REQUIRED TASK
Reproduce only the lines of the listing between the line holding "is the riverbank?" and the line holding "is the tree?", inclusive, renaming "countertop" to "workspace" and leaving everything else unchanged.
═══ DATASET CONTENT ═══
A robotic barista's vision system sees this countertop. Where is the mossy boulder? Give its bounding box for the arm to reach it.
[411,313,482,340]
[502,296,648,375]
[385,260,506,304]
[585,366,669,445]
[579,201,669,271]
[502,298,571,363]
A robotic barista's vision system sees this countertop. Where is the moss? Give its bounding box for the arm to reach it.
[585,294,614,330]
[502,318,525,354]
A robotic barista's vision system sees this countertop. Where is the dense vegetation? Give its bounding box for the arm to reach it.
═══
═══ DATASET CONTENT ═══
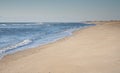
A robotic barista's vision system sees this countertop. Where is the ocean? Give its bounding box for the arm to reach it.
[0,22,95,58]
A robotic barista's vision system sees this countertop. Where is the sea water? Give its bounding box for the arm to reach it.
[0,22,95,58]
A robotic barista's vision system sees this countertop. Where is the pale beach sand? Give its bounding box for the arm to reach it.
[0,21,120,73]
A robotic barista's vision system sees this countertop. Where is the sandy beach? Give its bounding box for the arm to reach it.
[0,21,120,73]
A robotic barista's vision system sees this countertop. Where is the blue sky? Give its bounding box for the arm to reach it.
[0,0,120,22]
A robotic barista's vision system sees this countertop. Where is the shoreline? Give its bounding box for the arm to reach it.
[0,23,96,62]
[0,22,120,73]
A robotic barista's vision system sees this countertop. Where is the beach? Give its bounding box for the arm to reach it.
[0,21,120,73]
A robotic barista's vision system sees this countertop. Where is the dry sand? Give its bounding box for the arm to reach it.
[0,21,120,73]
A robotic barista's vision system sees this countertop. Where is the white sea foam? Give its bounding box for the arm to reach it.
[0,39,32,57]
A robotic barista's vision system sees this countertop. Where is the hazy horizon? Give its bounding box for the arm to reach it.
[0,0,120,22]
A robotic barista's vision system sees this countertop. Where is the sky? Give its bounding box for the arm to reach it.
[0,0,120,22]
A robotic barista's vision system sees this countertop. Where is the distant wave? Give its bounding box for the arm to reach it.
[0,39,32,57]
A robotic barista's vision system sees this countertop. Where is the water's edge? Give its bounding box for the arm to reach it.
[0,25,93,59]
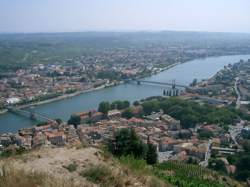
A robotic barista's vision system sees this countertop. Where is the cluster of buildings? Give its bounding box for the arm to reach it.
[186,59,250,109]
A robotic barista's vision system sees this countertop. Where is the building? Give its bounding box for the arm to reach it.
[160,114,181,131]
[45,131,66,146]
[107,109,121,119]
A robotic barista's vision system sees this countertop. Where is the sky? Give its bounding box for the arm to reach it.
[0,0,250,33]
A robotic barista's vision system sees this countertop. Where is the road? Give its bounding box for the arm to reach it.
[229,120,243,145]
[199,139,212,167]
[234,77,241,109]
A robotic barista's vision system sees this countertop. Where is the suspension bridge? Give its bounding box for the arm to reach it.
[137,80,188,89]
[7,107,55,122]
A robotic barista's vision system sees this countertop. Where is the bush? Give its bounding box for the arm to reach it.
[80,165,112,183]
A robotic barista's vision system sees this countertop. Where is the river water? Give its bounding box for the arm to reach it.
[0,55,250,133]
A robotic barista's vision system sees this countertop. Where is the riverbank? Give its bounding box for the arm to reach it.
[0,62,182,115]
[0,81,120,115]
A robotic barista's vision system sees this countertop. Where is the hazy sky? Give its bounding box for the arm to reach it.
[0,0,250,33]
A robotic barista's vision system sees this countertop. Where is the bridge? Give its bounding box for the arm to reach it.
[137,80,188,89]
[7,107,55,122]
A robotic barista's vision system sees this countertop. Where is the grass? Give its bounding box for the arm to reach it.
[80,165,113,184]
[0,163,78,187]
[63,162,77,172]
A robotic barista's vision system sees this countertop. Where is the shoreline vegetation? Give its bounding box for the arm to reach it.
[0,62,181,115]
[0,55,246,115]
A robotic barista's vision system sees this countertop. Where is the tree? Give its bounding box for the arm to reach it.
═══
REPLY TO THE EXERCISE
A robotic barista's vision system sees this workspace. Where is the riverbank? Give its bounding box for the arm to reach it.
[0,62,182,115]
[0,81,120,115]
A robotic barista's vision system sees this workspace. Where is the hazy sky? Give its bounding box for the arm to reach it.
[0,0,250,33]
A robotic barista's vision system sees this workspace. Where is the bridge? Give its bounding box for the arm to reach it.
[137,80,188,89]
[7,107,55,122]
A robotic barista's vision system sees this workspace. Where is the grass? Give its bounding box for the arm to reach it.
[80,165,113,184]
[0,163,78,187]
[63,162,77,172]
A robotic barista's vision system sees this workspace. Where is the shoreline vegetation? Give its bounding box for the arm to reach it.
[0,62,181,115]
[0,55,246,115]
A robotic barista's vision system sees this workspace. Where is the tree? Give its bounding box for the arm to reach it.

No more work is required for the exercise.